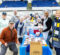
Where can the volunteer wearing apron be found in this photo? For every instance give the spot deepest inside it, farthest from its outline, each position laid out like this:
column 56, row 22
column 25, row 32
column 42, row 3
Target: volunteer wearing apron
column 56, row 33
column 46, row 25
column 3, row 21
column 19, row 26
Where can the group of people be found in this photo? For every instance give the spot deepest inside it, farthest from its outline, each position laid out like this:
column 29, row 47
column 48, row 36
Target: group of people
column 12, row 30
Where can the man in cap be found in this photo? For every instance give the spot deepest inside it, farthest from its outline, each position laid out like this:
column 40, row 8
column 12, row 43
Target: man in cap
column 3, row 21
column 9, row 39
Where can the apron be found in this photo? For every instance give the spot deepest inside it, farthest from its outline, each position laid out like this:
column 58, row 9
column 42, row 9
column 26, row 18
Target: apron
column 45, row 34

--*--

- [PROBLEM STATEMENT] Hand back the records above exactly, leaving out every picture.

- [RESPONSE FOR THIS EXERCISE]
Where can the volunteer wearing apron be found in this photo? For every instance give the spot deepest inside it, farthest from its outline, each position laid out like this:
column 56, row 22
column 25, row 32
column 42, row 3
Target: volunteer wearing apron
column 56, row 33
column 46, row 25
column 3, row 21
column 19, row 26
Where can the group of people be found in this photo? For every instance give the spot deepest inside it, farthest from its outline, each position laid out like this:
column 29, row 47
column 48, row 36
Target: group of people
column 12, row 30
Where can the man in cap be found in this photo? For every instance give the spot deepest inside it, farthest from its outline, each position laid out like this:
column 40, row 8
column 12, row 43
Target: man in cap
column 3, row 21
column 9, row 39
Where can the apron be found in this photo? For every instance give the spot deepest inside it, farthest from its outline, each position laid out like this:
column 58, row 9
column 42, row 9
column 26, row 18
Target: apron
column 45, row 34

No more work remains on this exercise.